(YOUR TASKS)
**A.** Can you write out everything in the fusion power thread from "Has Nebel published" down to "Nebel and Carlson?"?
**B.** Would you extend the forum thread on fusion power and bremsstrahlung, picking up after its final sentence?

Whats the holdup with Fusion Power?

[gdp]

...I am extremely skeptical of this claim by Nebel. Bremsstrahlung scales as the square of the ion charge, so bremsstrahlung off Boron is 25 times worse than bremsstrahlung off D or T, and six times worse than bremsstrahlung off He3.

Well in a perfectly neutral system. Bremmsstrahlung is proportional to electron density, electron temperature, and the ratio of electrons to ion Z. These virtual cathode systems are by definition not perfectly neutral, as the electron/ion ratio > 1 sets up the electrostatic well.

Sorry, no. IEC systems, while they do have a very slight charge imbalance, nevertheless do still satisfy the "quasineutrality" condition to an excellent degree of approximation, as shown by Rider in his thesis.

Since the fusion power scales as the product of the proton and boron ion densities, trying to beat bremsstrahlung by running a "lean mix" (lowering the boron ion concentration relative to the proton concentration) necessarily also decreases the output power, so it is a self-defeating strategy.

Only to a point, as Nebel suggested with the 'optimum' qualifier, as the power gain function is not linear in all its parameters.

I am still very skeptical, and I'd want to see the data. IIRC, Rider explicitly shows that in a quasineutral plasma, the bremsstrahlung loss rate and fusion power depend on the densities of the ion species in the exact same way, so that the ratio of bremsstrahlung losses to fusion gain is a constant, independent of any monkey-business with the ion mixture. Anything that decreases bremsstrahlung losses should therefore decrease the fusion power by the exact same fraction.

Has Nebel published any of these claims in a refereed journal, or is it the only source for Nebel's claims the blog exchange between Nebel and Carlson?

Red Herring. The 2nd Law limit on IEC comes from the necessary disequilibrium between the electron and ion distributions --- not from the secondary disequilibrium between ion species. Two-stream instability is a collective effect that increases the thermalization rate of the plasma --- but even if two-stream and other instabilities were somehow completely eliminated, the unavoidable coulomb collisions between the electrons and ions will still cause their energy distributions to relax toward equilibrium with each other, generating entropy during the process. To maintain the electron/ion disequilibrium will cost power. Rider shows that maintaining this disequilibrium will cost more power than will be gained from operating at an electron/ion disequilibrium.

As I understand it, though Rider/Nevins correctly point out the 2nd law issues in play, there are two areas where they fall short: 1) the electron confinement times for a virtual cathode device are shorter than the thermalization/collision time with ions so that the electron temperature never has the opportunity to rise enough to cause unsustainable Bremmstrahlung,

Rider deals with this. In effect, one is "refrigerating" the electrons by removing them from the system before they can equilibriate. Since the electrons are "cold" compared to the ions, the ions therefore continuously lose energy to the cold electrons through coulomb collisions, producing entropy, and requiring that additional power be recycled to maintain the ion distribution. Rider finds that the power expended to maintain the disequilibrium will exceed the additional gain from operating at disequilibrium.

There is no escape from the 2nd Law.

(ENTRIES)
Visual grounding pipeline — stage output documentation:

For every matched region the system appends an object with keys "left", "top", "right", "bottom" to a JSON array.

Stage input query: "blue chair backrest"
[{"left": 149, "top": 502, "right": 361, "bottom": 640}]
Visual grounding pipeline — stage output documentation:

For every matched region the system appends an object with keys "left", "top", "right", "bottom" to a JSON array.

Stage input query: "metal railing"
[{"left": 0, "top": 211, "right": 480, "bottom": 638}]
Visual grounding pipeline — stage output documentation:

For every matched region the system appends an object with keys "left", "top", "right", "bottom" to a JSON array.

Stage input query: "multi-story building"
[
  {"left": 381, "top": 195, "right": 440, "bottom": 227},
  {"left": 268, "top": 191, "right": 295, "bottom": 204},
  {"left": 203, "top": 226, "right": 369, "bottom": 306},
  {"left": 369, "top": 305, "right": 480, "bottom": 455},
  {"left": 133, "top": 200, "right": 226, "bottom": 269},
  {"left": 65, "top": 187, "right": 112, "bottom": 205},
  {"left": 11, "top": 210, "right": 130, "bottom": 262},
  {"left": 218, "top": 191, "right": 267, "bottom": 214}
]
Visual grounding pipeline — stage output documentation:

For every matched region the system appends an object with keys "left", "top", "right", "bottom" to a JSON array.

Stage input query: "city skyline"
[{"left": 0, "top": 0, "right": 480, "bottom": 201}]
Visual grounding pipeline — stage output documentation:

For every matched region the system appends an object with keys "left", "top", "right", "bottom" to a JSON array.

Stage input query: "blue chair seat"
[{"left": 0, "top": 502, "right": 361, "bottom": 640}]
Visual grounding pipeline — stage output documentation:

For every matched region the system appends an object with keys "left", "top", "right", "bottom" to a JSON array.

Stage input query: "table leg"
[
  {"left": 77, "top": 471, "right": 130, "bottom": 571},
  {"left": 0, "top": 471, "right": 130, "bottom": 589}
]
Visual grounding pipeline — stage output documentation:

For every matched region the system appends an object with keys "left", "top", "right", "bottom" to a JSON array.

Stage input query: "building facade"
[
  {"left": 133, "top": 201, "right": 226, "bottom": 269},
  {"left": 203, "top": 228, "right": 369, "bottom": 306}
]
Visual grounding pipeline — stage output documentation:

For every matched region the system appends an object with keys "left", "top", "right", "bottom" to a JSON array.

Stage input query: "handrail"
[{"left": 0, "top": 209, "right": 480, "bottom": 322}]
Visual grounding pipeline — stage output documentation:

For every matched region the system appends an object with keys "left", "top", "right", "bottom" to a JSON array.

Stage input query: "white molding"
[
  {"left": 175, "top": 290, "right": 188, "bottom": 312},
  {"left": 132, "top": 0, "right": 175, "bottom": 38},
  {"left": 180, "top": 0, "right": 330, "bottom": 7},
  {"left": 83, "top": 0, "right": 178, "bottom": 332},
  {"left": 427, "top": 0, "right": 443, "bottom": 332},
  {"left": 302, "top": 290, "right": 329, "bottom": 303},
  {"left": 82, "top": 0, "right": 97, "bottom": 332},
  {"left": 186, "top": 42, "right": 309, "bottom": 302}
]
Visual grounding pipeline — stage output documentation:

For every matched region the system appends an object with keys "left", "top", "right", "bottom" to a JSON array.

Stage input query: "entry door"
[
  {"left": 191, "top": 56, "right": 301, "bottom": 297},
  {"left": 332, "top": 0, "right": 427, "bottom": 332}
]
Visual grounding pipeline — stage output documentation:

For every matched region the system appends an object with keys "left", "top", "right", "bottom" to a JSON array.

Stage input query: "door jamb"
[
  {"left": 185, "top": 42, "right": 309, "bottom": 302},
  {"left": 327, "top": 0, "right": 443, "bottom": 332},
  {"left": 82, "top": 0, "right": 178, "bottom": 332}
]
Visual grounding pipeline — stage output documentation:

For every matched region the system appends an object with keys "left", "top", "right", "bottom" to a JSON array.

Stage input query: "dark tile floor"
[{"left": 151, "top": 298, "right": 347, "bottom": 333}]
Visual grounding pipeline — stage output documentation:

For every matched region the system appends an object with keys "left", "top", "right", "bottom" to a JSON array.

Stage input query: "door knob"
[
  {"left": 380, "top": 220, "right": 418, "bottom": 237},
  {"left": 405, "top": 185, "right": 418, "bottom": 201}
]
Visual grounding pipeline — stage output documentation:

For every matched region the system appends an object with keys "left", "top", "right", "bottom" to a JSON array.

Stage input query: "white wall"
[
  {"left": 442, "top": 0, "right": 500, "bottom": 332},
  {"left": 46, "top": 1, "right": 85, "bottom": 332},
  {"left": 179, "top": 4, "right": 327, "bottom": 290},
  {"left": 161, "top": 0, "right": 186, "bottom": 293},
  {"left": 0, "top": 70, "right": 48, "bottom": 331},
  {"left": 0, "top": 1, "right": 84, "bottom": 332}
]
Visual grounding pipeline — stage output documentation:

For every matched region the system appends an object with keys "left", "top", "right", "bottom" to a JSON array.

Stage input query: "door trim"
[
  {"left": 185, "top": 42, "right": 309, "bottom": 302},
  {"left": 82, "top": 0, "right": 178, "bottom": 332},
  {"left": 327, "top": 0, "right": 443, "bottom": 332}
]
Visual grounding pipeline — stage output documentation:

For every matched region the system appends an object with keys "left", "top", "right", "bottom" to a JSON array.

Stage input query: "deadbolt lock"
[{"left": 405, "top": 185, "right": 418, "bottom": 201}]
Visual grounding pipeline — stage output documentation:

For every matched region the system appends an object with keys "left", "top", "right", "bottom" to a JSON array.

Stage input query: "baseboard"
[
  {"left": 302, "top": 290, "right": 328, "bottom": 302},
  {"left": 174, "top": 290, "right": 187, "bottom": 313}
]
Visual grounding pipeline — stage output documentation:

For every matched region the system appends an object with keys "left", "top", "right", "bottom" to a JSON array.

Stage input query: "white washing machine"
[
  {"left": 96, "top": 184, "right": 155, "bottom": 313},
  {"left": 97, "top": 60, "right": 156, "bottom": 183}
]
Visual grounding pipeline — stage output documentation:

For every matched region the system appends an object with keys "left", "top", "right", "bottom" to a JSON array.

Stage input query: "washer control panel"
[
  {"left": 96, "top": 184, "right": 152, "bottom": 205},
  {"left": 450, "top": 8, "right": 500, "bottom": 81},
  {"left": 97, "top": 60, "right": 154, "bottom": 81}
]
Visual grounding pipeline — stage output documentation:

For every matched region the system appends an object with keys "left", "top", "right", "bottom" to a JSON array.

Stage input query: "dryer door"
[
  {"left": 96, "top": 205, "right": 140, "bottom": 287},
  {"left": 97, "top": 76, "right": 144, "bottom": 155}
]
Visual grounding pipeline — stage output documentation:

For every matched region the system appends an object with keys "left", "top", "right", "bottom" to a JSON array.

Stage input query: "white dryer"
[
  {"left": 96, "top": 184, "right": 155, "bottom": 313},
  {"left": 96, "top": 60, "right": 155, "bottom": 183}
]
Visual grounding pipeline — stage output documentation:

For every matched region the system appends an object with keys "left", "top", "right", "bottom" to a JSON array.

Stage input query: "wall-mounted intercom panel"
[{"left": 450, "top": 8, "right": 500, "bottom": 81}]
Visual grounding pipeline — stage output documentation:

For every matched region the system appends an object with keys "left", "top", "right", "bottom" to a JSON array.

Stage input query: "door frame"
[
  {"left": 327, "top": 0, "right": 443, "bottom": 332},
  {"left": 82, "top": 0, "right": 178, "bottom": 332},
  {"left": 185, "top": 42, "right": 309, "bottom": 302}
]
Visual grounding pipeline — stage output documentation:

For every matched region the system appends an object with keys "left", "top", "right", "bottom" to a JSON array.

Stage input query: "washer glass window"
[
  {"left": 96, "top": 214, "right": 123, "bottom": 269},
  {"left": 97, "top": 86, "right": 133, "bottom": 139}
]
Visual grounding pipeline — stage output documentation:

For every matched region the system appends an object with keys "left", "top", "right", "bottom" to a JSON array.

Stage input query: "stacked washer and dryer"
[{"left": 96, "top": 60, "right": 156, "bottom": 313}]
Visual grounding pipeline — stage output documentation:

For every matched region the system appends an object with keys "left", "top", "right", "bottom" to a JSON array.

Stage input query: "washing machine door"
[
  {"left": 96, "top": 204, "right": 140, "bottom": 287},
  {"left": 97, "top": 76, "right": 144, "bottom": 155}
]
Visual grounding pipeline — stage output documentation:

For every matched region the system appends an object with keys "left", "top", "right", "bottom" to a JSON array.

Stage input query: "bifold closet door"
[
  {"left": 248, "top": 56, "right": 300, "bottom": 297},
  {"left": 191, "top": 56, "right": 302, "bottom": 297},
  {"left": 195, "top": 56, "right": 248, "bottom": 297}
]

(PER-TASK ANSWERS)
**A.**
Has Nebel published any of these claims in a refereed journal, or is it the only source for Nebel's claims the blog exchange between Nebel and Carlson?

**B.**
2) their mathematical treatment of collisionality is inadequate. That is, the FP model performed by Chacon et al 2000 improves power gain (Q) by 5 to 10x over that predicted by Nevins. Take this last part up with Chacon et al.

I have downloaded the paper, but have not yet had time to read it. However, I note already that according to their abstract, they are performing an "optimistic" (their term!) calculation that explicitly neglects electron-ion collisional interactions --- and neglecting electron-ion interactions is simply not physically realistic in these disequilibrium systems.

Even worse, they appear to be treating the electron distribution as a fixed, prescribed "background" that generates a potential-well of two assumed forms: square-well and parabolic --- neither of which are particularly physical.

It is like attempting to estimate the performance of an automobile by neglecting road and air friction, and concluding that top speeds of 900 mph should be possible. Well, of course you can get unphysically good results, if you throw away the most important physical limiting factors!

A truly "self-consistent" calculation of fusion gain in an IEC device will need to explicitly treat the continuous transfer of energy from the ion to the electron population, rather than ignoring collisions and treating the electron population as merely a fixed prescribed background that is unaffected by the ion population as Chacon and Miley appear to be doing in their paper.

 

[mheslep]

Chacon et al do indeed account for losses due to electrons radiating and escaping the system. The quote above refers to simplifications made for the FP calculations only. The electron losses are calculated in the familiar closed form way. I'll get back to this in detail later time permitting...

 

[mheslep]

...Has Nebel published any of these claims in a refereed journal, or is it the only source for Nebel's claims the blog exchange between Nebel and Carlson?...

Google scholar for "R. Nebel iec" will quickly show his publications in the area, but I am not sure what you are looking for. The Chacon et al paper is the most relevant to that blog discussion.

 

[Utwig]

Hi,

I think the time delay has a lot to do with the pressure, heat issues, but mostly because the only really large scale attempt, in Europe anyway, is happening in France. Yes, I am English.

Utwig

 

[TallDave]

Rider finds that the power expended to maintain the disequilibrium will exceed the additional gain from operating at disequilibrium.

Sure, but isn't that statement dependent on his other assumptions about gain, which the Chacon paper argues are not accurate?

 

[TallDave]

However, I note already that according to their abstract, they are performing an "optimistic" (their term!) calculation that explicitly neglects electron-ion collisional interactions --- and neglecting electron-ion interactions is simply not physically realistic in these disequilibrium systems.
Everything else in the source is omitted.